Records for this task:
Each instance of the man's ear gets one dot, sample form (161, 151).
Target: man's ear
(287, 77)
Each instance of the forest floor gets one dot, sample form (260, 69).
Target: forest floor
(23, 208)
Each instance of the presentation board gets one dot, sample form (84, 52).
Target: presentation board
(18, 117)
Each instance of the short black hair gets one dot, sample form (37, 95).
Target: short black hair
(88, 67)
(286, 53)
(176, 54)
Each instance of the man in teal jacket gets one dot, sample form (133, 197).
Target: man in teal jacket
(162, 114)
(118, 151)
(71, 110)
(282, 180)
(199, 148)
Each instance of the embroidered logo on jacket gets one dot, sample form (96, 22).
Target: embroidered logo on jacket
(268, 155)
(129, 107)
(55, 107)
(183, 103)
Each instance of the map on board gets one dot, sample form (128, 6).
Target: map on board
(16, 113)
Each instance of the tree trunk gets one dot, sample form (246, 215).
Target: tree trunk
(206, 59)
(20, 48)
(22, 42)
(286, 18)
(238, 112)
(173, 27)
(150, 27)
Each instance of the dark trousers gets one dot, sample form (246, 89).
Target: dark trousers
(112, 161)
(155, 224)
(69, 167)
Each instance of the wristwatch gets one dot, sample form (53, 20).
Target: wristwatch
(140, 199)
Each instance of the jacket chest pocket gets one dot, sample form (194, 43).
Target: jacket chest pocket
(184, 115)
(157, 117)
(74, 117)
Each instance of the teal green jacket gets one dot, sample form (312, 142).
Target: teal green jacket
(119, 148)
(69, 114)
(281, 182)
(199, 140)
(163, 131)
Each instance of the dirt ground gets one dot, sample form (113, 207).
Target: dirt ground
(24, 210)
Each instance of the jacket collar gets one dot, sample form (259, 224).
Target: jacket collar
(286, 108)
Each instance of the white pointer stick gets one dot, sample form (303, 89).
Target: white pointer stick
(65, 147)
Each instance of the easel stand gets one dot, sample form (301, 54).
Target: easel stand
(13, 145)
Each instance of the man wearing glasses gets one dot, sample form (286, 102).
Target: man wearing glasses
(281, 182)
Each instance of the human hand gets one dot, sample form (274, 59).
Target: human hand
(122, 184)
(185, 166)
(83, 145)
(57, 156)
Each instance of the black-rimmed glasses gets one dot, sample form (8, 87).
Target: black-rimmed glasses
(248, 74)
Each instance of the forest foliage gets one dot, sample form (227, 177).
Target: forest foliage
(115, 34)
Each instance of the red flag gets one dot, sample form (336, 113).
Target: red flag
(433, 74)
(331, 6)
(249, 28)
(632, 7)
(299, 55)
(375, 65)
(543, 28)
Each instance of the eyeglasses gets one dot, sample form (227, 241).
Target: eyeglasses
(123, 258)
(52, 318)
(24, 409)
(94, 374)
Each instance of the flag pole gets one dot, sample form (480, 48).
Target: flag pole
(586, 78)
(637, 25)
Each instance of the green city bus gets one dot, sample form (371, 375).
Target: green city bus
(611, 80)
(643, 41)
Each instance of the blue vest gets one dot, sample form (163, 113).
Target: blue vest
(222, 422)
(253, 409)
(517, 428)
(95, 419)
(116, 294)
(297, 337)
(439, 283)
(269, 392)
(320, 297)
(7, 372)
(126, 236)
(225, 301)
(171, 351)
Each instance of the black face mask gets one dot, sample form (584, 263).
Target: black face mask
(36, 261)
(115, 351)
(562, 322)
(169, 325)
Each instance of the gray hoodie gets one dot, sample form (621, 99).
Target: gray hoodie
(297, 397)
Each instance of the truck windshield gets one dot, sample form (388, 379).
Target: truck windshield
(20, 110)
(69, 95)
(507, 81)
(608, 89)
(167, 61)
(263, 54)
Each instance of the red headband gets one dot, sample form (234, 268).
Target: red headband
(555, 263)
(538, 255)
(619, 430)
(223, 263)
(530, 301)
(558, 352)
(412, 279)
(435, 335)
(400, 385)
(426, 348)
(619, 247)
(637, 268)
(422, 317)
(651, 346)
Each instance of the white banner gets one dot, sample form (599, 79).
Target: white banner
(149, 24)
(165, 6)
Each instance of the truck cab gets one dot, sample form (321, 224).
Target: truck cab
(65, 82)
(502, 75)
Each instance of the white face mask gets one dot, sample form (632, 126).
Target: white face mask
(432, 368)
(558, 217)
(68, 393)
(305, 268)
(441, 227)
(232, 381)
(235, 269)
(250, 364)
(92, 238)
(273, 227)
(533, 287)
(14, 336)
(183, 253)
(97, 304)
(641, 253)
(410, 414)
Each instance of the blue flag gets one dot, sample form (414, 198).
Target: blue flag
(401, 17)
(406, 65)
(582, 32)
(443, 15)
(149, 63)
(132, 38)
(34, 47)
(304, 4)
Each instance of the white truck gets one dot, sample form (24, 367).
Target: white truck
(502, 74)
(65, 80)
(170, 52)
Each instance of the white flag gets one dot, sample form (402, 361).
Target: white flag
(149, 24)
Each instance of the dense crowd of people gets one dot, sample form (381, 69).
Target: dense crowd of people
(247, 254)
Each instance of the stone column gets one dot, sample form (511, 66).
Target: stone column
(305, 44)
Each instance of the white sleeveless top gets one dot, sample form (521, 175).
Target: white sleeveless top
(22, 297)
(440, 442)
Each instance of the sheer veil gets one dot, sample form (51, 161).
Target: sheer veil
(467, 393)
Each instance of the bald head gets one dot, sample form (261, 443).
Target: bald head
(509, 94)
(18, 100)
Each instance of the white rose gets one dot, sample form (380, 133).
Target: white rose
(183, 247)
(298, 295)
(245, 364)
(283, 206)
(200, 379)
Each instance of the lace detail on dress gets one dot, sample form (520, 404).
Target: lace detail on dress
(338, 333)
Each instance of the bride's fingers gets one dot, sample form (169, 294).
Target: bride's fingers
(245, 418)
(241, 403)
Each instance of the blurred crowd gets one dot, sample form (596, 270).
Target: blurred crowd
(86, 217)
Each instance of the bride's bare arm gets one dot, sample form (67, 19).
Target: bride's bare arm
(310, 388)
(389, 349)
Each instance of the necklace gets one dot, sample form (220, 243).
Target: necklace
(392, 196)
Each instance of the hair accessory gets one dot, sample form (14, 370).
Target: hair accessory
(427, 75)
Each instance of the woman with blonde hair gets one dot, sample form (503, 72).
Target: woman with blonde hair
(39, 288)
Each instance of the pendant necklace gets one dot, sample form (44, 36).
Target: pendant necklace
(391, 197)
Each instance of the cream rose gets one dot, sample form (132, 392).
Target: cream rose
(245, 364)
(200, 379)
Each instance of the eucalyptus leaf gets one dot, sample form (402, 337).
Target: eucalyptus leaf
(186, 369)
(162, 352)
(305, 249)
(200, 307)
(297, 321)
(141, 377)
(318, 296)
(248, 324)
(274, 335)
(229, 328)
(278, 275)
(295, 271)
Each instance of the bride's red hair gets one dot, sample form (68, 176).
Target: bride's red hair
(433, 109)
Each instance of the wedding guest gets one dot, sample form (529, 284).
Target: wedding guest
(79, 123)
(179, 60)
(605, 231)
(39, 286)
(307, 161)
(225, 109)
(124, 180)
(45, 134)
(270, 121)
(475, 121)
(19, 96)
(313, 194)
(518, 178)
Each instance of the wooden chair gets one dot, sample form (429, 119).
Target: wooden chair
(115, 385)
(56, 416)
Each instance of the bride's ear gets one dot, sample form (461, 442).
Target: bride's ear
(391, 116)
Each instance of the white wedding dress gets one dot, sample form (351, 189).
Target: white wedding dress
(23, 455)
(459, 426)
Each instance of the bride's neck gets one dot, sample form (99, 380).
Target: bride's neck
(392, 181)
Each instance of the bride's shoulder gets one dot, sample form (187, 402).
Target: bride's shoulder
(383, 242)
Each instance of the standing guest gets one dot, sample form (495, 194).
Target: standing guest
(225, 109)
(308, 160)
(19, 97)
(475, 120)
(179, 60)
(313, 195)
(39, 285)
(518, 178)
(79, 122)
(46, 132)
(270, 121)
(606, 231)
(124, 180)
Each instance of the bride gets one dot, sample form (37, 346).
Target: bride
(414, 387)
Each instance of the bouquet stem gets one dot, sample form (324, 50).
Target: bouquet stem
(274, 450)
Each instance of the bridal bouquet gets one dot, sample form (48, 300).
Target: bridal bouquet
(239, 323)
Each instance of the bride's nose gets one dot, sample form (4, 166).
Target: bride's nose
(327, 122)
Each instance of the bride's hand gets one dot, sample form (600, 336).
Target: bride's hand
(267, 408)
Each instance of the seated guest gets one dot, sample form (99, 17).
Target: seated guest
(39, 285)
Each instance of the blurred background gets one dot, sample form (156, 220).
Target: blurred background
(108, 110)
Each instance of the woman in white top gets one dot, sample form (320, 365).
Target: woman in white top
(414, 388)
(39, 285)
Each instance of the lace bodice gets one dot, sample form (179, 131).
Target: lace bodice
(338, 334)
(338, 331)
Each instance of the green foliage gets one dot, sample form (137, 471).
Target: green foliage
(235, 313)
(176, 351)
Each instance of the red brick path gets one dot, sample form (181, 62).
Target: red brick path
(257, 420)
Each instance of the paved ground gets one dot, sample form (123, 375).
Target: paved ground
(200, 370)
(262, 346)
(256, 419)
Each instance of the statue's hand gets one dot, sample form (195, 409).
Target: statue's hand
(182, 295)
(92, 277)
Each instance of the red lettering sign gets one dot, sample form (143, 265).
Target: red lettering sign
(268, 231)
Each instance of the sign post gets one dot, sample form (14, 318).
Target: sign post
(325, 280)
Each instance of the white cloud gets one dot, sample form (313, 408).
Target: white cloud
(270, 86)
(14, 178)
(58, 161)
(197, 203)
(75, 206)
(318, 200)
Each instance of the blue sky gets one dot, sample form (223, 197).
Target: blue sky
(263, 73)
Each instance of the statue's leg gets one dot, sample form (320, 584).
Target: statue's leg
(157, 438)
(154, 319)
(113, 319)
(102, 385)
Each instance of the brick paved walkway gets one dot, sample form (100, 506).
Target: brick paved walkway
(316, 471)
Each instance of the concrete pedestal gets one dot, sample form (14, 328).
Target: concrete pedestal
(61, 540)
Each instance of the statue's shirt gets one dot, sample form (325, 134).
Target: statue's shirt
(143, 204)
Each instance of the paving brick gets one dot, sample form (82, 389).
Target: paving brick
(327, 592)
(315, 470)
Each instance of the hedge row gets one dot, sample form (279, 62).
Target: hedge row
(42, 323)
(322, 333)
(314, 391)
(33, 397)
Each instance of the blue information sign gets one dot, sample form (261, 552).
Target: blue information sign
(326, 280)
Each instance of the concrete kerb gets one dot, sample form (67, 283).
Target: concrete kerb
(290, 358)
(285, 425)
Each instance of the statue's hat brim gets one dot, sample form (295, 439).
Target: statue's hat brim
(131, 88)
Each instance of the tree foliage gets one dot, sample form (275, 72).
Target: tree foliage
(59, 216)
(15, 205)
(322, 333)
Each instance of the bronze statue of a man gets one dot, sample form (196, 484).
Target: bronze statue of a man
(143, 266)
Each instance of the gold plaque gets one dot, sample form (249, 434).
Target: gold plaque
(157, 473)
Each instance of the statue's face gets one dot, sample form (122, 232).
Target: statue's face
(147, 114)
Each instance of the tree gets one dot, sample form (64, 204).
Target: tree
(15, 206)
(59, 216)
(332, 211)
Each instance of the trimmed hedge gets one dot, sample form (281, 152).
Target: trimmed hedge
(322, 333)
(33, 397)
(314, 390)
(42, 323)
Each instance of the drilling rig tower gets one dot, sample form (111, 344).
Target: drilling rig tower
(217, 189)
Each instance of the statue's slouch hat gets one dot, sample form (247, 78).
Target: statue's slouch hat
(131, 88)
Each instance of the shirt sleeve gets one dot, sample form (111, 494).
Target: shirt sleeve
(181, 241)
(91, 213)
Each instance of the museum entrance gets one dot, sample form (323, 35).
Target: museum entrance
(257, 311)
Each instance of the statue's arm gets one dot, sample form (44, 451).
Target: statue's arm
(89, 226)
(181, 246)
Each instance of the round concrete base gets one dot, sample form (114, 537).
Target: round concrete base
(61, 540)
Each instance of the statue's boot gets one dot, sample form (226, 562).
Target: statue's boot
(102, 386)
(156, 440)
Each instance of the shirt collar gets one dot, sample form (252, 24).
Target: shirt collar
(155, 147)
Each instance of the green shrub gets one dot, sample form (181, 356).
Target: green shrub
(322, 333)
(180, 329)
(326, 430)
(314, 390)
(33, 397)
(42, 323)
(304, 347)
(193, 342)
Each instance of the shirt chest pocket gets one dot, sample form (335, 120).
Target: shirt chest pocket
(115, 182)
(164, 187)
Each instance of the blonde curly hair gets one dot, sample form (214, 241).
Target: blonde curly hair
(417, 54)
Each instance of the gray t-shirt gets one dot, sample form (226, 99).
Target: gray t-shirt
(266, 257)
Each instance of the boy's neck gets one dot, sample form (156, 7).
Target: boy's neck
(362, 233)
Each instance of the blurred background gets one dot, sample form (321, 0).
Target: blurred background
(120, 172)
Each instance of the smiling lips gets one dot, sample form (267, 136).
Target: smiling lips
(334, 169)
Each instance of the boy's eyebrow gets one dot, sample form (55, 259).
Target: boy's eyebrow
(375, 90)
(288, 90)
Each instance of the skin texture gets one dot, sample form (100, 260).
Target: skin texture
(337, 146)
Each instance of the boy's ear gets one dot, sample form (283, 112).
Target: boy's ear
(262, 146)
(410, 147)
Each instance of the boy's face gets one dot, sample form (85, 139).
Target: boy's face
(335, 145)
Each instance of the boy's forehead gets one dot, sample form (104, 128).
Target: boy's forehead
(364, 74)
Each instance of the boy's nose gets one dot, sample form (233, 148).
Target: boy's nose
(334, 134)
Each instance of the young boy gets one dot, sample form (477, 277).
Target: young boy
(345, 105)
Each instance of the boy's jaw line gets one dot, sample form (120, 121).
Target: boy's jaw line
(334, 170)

Your task: Using the entries above, extract exactly the span from the line with "Each instance of the blue flag" to the line with "Each instance of the hair", both lines included; leave out everything else.

Task answer:
Each instance of the blue flag gets one dot, sample form (414, 198).
Target: blue flag
(401, 17)
(406, 65)
(582, 32)
(443, 15)
(149, 63)
(132, 38)
(34, 47)
(304, 4)
Each instance of the white truck gets one dot, sample form (24, 367).
Target: white truck
(502, 74)
(65, 80)
(170, 52)
Each instance of the white flag gets one dot, sample form (402, 361).
Target: white flag
(149, 24)
Each instance of the dense crowd of people gets one dot, sample form (381, 69).
Target: dense crowd of people
(247, 254)
Each instance of the stone column gets one dot, sample form (511, 66).
Target: stone column
(305, 44)
Each instance of the white sleeveless top gets one dot, sample form (521, 175).
Target: white sleeveless top
(22, 297)
(440, 442)
Each instance of the sheer veil gets one dot, sample form (51, 161).
Target: sheer veil
(467, 393)
Each instance of the bald head gets one dot, sample form (261, 443).
Target: bald head
(509, 94)
(18, 100)
Each instance of the white rose gets one dot, sample form (380, 133).
Target: white rose
(183, 247)
(298, 295)
(245, 364)
(283, 206)
(200, 379)
Each instance of the lace detail on dress gets one dot, sample form (520, 404).
Target: lace detail on dress
(338, 333)
Each instance of the bride's fingers gets one dot, sample form (169, 294).
Target: bride's fingers
(245, 418)
(241, 403)
Each instance of the blurred crowd gets one dot, sample form (596, 270).
Target: blurred crowd
(86, 217)
Each instance of the bride's bare arm gets one dot, sample form (67, 19).
Target: bride's bare arm
(310, 388)
(389, 349)
Each instance of the necklace gets one dot, sample form (220, 243).
Target: necklace
(392, 196)
Each instance of the hair accessory gets one dot, sample form (14, 370).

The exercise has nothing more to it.